◆ TASK INSTRUCTIONS: Extract the data word for word, starting with its first line and continuing through the line that contains "40, 239, 600]]", with both of those lines included. Leave the pictures out of your copy.

◇ ◇ ◇ ◇ ◇ ◇ ◇

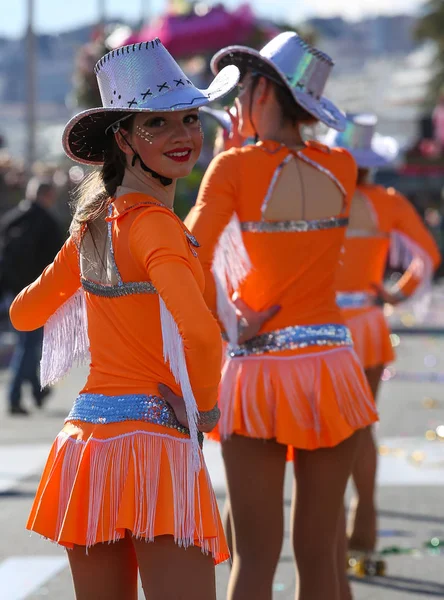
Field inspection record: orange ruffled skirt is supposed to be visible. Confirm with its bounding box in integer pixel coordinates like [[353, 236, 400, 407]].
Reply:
[[342, 306, 395, 369], [27, 421, 229, 564], [209, 347, 378, 450]]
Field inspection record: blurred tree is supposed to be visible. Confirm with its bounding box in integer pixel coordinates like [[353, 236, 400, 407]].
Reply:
[[415, 0, 444, 107]]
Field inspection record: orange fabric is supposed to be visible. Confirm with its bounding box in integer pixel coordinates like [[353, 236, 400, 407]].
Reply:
[[185, 142, 356, 332], [337, 185, 441, 296], [27, 421, 229, 564], [343, 306, 395, 369], [185, 142, 377, 449], [10, 194, 222, 411], [10, 194, 225, 563], [217, 348, 378, 450]]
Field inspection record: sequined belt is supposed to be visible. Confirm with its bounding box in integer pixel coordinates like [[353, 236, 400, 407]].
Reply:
[[336, 292, 377, 308], [228, 323, 353, 358], [65, 394, 203, 445]]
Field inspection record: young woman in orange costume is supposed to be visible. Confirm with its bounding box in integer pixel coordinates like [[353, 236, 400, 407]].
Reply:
[[326, 114, 440, 564], [186, 32, 377, 600], [7, 40, 239, 600]]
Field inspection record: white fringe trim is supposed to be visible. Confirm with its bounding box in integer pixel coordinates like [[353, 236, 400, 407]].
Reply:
[[40, 288, 90, 388], [212, 214, 251, 345], [46, 431, 222, 555], [389, 231, 434, 322], [159, 296, 202, 471]]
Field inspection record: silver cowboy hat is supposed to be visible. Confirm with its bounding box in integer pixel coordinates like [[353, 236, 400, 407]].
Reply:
[[323, 113, 399, 169], [211, 31, 345, 131], [63, 39, 239, 165]]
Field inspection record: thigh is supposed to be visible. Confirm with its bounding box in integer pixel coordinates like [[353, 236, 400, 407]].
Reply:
[[67, 536, 137, 600], [222, 435, 287, 561], [133, 535, 216, 600], [293, 431, 361, 553], [365, 365, 384, 402]]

◇ ◇ ◇ ◇ ◇ ◇ ◇

◆ FULL RESPONSE:
Field inspection record: orange ruffled skirt is supposed to be visible. Confirm with its bounding box in integer pixel coordinates like [[353, 236, 400, 407]].
Reply:
[[342, 306, 395, 369], [27, 421, 229, 564], [209, 347, 378, 450]]
Field inspection record: blurred tree is supposed to be visible. Confirm with its bounding box in integer pixel coordinates like [[353, 236, 400, 407]].
Reply:
[[415, 0, 444, 107]]
Field inspection record: orange fabric is supposed to be visible. Confirm with its bounding box in integer pixel coordinates like [[353, 236, 400, 407]].
Reply:
[[185, 142, 356, 332], [337, 185, 441, 296], [27, 421, 229, 564], [343, 306, 395, 369], [185, 142, 377, 449], [10, 194, 222, 411], [10, 194, 225, 563], [217, 348, 378, 450]]
Field inspection record: sequined belt is supposed to be visible. Confirm with its bounding box in integer pixel coordinates like [[353, 236, 400, 407]].
Reply:
[[336, 292, 377, 308], [228, 323, 353, 358], [65, 394, 203, 445]]
Field inspection record: young woman in orange costume is supposed to be visible. Confirm with its bounding box in integer pixel coordinates like [[353, 236, 400, 407]].
Reply:
[[326, 114, 440, 564], [186, 32, 377, 600], [7, 40, 239, 600]]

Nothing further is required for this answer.